(Records from a collection)
┌────────

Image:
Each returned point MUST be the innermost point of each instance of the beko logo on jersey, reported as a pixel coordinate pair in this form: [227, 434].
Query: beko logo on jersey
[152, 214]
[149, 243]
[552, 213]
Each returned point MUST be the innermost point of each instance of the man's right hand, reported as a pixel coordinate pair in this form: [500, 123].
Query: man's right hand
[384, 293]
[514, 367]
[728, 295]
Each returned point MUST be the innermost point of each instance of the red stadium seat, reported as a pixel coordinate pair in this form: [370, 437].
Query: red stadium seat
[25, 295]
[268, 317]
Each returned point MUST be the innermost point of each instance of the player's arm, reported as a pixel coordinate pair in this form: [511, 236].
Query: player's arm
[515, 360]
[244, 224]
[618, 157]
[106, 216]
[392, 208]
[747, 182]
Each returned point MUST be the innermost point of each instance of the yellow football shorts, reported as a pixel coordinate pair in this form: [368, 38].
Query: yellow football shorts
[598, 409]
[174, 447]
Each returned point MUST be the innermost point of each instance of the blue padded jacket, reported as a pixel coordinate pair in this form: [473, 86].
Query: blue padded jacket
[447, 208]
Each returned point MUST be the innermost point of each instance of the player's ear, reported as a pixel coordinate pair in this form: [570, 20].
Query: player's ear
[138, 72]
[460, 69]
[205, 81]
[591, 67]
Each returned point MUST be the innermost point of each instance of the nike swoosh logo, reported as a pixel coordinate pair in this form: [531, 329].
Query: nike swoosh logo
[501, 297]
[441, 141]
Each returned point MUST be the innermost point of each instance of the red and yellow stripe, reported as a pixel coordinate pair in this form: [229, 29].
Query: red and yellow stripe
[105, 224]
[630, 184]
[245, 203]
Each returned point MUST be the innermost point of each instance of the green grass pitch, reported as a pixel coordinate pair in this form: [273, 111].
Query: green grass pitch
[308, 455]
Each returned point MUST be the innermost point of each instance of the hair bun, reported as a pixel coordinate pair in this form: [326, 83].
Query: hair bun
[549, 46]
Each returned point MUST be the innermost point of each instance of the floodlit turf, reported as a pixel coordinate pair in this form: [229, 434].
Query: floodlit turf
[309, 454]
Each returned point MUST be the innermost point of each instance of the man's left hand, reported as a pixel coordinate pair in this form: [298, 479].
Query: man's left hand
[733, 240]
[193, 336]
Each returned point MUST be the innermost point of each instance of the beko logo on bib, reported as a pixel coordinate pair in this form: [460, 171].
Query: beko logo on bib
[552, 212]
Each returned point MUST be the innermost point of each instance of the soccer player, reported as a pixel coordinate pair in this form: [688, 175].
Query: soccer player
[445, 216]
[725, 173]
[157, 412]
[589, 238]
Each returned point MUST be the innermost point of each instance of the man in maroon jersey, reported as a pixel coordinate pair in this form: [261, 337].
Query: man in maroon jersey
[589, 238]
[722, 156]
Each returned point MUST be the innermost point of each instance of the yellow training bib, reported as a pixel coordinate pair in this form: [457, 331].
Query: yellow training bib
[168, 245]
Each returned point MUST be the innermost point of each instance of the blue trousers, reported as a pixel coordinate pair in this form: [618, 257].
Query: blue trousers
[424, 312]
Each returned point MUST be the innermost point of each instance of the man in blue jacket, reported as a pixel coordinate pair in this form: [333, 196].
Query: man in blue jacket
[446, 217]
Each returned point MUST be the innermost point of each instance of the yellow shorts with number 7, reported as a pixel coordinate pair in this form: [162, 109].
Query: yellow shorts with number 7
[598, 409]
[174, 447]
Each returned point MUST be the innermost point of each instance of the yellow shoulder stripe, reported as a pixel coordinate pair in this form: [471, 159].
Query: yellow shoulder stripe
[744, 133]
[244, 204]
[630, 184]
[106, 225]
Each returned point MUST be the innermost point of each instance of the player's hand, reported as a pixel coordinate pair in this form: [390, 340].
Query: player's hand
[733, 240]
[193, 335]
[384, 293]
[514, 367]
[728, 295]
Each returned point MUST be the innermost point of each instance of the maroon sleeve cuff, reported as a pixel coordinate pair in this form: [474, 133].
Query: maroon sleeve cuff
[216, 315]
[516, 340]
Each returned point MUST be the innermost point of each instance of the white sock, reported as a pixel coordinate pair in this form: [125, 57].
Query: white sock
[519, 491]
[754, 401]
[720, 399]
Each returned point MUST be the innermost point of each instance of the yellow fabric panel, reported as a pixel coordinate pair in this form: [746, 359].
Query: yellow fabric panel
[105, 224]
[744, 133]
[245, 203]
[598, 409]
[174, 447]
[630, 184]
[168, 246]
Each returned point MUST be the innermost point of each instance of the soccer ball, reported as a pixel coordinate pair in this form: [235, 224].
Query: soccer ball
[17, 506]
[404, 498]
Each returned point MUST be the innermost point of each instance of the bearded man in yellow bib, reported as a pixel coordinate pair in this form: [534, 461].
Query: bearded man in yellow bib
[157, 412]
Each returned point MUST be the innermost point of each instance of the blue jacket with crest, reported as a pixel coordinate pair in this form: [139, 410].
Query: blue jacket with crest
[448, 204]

└────────

All lines above should be output verbatim.

[SOLUTION TO THIS TASK]
Image:
Each returned point MUST be the innermost point of each instance of the beko logo on jersey, reported as a pixel coordinate pair in this form: [227, 434].
Query: beko logo on jersey
[152, 214]
[149, 243]
[552, 213]
Each returned point MUST be the innermost point of each instance of the man's right hand, reported as a pixel coordinate pair in this form: [500, 123].
Query: man's right hand
[384, 293]
[514, 367]
[728, 295]
Each returned point MUST be the innermost point of each instance of the red stadium seat, reported as a pixel coordinate pair in this form: [370, 437].
Query: red stadium seat
[25, 295]
[268, 317]
Each returned point MUST be the innermost point of each instance of the player's arm, reported as a pixel coordinate pair in this form: [511, 236].
Query: player's arm
[515, 360]
[244, 224]
[618, 157]
[106, 216]
[392, 208]
[747, 182]
Each returned point MUST be the innermost point of each instance of the yellow football shorts, reported as a pixel coordinate pair in this form: [368, 38].
Query: yellow football shorts
[598, 409]
[174, 447]
Each returned point MUST be the innermost point of each instance of the blue padded jacket, reported as a pixel coordinate pair in this form: [473, 86].
Query: blue padded jacket
[447, 208]
Each returned point MUST be the innermost point of each instance of the player's ear, reported as a pixel coordinate pair in this form: [570, 20].
Query: player's ear
[138, 72]
[460, 69]
[205, 81]
[591, 67]
Each returned point MUST be the innermost point of each instance of the nike swoosh logo, reported as a pixel coordinate pair in this form: [531, 329].
Query: nike swoosh logo
[501, 297]
[441, 141]
Each returned point MUST be the innermost point of each instance of the red and yellow stripe, reported as a pixel coordinate pair in this form: [229, 29].
Query: red and yellow stripe
[105, 224]
[630, 184]
[245, 203]
Each returned point MUST be the innermost point of each instance of the green grass pitch, reported as a pixel coordinate pair in this form: [273, 111].
Query: green grass pitch
[308, 455]
Each returned point MUST be the innermost point of each instance of the hair bun, reported as a pixel coordinate pair in this form: [326, 83].
Query: hair bun
[549, 46]
Each returned point MUST be the innermost point of each instance of the floodlit turf, reported as a pixel coordinate pair in this form: [229, 434].
Query: floodlit turf
[309, 454]
Each returned point MUST be the innermost point of each instance of the man's left hand, reported as a pixel coordinate pair in this form: [298, 479].
Query: man's left hand
[733, 240]
[193, 336]
Each returned point MUST be the innermost point of each instance of the beko logo on bib, reported as a pixel coordinate pair in this form: [460, 171].
Query: beko logo on bib
[552, 212]
Each returned point MUST be the innermost point of each instance of the soccer player, reported as a pixel coordinate pair in this form: [688, 175].
Query: soccer player
[445, 216]
[725, 173]
[157, 412]
[589, 238]
Each returned point MUST be the innermost point of each instance of the man in maroon jersey, reported as a pixel coordinate pair in this form: [261, 337].
Query: man in maroon jersey
[589, 238]
[722, 156]
Each returned point MUST be the innermost point of each instance of the yellow training bib, reported as a pixel coordinate pair in this form: [457, 331].
Query: yellow training bib
[168, 245]
Each returned point MUST be the innermost point of each instance of the blue trousers, reported as a pixel coordinate pair in this form: [618, 257].
Query: blue trousers
[424, 312]
Each returned point MUST be the innermost point of each instance of the man in blue jacket, reported as a pixel coordinate pair in this form: [333, 196].
Query: man in blue jacket
[446, 217]
Each returned point MUST be the innermost point of each instance of the yellow shorts with number 7, reported as a pixel coordinate pair in this form: [162, 109].
Query: yellow shorts with number 7
[598, 409]
[174, 447]
Each returned point MUST be the innermost point of each instance of the yellow shoulder stripe, reported as a pixel coordinate pair in this form: [471, 159].
Query: yellow shoulder stripe
[744, 133]
[244, 204]
[630, 184]
[106, 225]
Each returned point MUST be the innermost point of each instance of the player's hand, reported as a pixel coordinate pair in this form: [390, 340].
Query: player's hand
[733, 240]
[193, 335]
[384, 293]
[514, 367]
[728, 295]
Each returned point MUST be the innermost point of each instance of the maroon sleeve cuff, reported as a pixel coordinate pair in this form: [474, 133].
Query: maroon sleeve cuff
[216, 315]
[516, 340]
Each returned point MUST be the innermost point of each instance of the white sock, reported as a pixel coordinate pair in this form: [125, 57].
Query: white sock
[519, 491]
[754, 401]
[720, 399]
Each returned point MUST be the innermost point of each instance of the yellow fabric panel, reported as a pixel coordinate pair in this form: [746, 359].
Query: yellow fabric panel
[105, 224]
[744, 133]
[245, 203]
[598, 409]
[174, 447]
[630, 184]
[168, 246]
Each returned point MUST be the innermost point of each instance of the soccer ball, reported as a pixel coordinate pair in this form: [235, 224].
Query: soccer ball
[17, 506]
[404, 498]
Each returned point MUST be the innermost point of each instance of the bearded man in yellow bib, reported as a pixel coordinate pair in this form: [534, 461].
Query: bearded man in yellow bib
[157, 412]
Each returned point MUST be the innermost point of each instance of the blue jacket with crest, reported as a pixel coordinate pair in this form: [139, 410].
Query: blue jacket with crest
[448, 204]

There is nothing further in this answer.